Selected passage
A Tale of Three Brothers
The story is told of a first-grade teacher who was experiencing some difficulty in his Bible class. He was attempting to teach a relatively simple verse (1) -- "And Noah fathered three sons: Shem, Ham and Japheth" -- but one five-year-old mind found the concept too complex to comprehend. Finally, the teacher says: "David, you know your next-door neighbors, the Smiths? What's the father's name?"
"John," replies the child.
"And how many sons does John have?"
"Three: Tom, Dick and Harry."
"Great," says the teacher. "You see, it's not that difficult to understand. John Smith has three sons--Tom, Dick and Harry. Now, long ago, there lived a man called Noah, and he, too, had three sons. Their names were: Shem, Ham and Japheth."
That afternoon, little David comes home from school. "Mama!" he proudly announces. "Today we learned about the three sons of Noah!"
"That's wonderful, dear," says his mother. "And who were the three sons of Noah?"
"Tom, Dick and Harry."
Charging Rent
An anti-Freudian professor asked his students, what is the difference between a psychotic, a neurotic and a psychiatrist?
One student responded:
The psychotic builds castles in the air; the neurotic lives in them. The psychiatrist collects the rent from both.
Rebirth
If last week man was created, this week humanity is re-born. This time it does not begin with Adam, but with Noah and his three sons, Shem, Ham, and Japheth and their wives, the “Founding Fathers and Mothers” of civilization after the great Flood which wiped out humanity. In the words of the Torah (2): “These three were the sons of Noah, and from these, the entire earth spread out.”
But just who were Shem, Ham, and Japheth? We know little about them as individuals. There is only one episode recorded involving the three brothers and it occurs right after the Flood (3):
"Noah began to work the land, and he planted a vineyard. He drank of the wine and became drunk, and lay exposed in his tent. Ham, the father of Canaan, saw the shame of his father, and told his two brothers outside (4). Shem and Japheth took the garment, placed it upon their shoulders, walked backwards, and covered the shame of their father; their faces were backward, and the shame of their father they did not see."
“Noah awoke from his wine, and he knew what his small son (Ham) had done to him. And he said, ‘Cursed be Canaan (the son of Ham (5)); he shall be a slave among slaves to his brethren.’ And he said, ‘Blessed be the Lord, the God of Shem, and may Canaan be a slave to them. May God beautify Japheth, and may he dwell in the tents of Shem, and may Canaan be a slave to them."
These are strange and also harsh words. Noah’s response is recorded in three verses. In each of them he repeats the curse that Ham shall be a slave to his brothers. He finds it necessary to repeat this curse no less than three times! In one of them he blesses not Shem, but the G-d of Shem, and in the other he suddenly decides to extol the beauty of Japheth and blesses him to dwell in the tents of Shem.

Records provided

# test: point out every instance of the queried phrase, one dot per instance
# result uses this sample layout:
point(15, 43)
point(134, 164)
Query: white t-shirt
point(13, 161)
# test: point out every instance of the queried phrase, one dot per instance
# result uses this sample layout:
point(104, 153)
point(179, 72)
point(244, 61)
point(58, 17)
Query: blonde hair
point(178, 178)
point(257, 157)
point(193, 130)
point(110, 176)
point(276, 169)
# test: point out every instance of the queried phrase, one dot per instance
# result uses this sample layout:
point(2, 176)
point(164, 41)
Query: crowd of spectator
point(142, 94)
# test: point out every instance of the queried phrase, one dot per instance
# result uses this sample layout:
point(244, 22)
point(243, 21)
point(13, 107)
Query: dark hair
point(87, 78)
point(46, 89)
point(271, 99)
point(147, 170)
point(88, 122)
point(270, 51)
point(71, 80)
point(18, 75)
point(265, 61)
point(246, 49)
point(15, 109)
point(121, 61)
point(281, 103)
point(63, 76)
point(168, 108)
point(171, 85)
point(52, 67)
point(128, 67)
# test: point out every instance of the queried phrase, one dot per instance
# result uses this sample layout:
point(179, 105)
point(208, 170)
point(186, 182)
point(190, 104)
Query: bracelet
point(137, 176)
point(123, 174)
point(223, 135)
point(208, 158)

==

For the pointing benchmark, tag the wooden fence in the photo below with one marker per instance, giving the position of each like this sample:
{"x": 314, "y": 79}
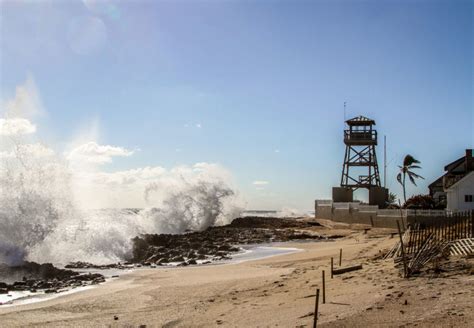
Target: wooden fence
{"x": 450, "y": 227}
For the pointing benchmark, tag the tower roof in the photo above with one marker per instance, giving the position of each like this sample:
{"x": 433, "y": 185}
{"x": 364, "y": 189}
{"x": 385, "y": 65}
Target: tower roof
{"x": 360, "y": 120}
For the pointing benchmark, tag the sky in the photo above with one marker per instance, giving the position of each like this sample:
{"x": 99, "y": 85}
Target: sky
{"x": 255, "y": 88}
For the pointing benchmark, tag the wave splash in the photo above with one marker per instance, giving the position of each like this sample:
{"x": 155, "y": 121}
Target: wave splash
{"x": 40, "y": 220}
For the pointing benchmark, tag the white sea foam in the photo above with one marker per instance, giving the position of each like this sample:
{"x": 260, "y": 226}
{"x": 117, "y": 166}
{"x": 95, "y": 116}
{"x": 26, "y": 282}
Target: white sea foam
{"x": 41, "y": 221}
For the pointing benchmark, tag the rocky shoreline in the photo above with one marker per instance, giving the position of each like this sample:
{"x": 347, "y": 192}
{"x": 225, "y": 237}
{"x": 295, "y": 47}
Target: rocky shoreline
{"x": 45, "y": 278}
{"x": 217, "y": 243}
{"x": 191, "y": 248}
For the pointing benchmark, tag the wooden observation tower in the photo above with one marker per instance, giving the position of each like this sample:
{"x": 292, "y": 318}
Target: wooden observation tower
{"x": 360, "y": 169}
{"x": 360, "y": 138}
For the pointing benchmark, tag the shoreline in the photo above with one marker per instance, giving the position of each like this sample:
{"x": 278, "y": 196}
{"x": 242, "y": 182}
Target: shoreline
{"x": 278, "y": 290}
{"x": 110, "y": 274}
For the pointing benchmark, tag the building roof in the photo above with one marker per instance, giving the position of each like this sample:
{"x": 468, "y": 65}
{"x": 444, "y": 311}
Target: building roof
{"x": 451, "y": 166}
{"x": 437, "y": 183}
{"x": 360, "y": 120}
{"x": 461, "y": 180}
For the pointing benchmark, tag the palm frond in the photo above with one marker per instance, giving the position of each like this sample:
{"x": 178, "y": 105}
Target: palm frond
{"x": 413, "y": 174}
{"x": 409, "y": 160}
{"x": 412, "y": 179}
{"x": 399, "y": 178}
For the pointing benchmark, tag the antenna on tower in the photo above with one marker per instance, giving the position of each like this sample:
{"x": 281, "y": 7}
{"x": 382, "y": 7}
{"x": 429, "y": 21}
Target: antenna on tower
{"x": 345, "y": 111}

Tasks for this exercise
1. In the text on Noah's three sons, which names does David tell his mother when she asks who Noah's sons were?
2. List every section heading in the text on Noah's three sons.

Answers to the problems
1. Tom, Dick and Harry.

2.
A Tale of Three Brothers
Charging Rent
Rebirth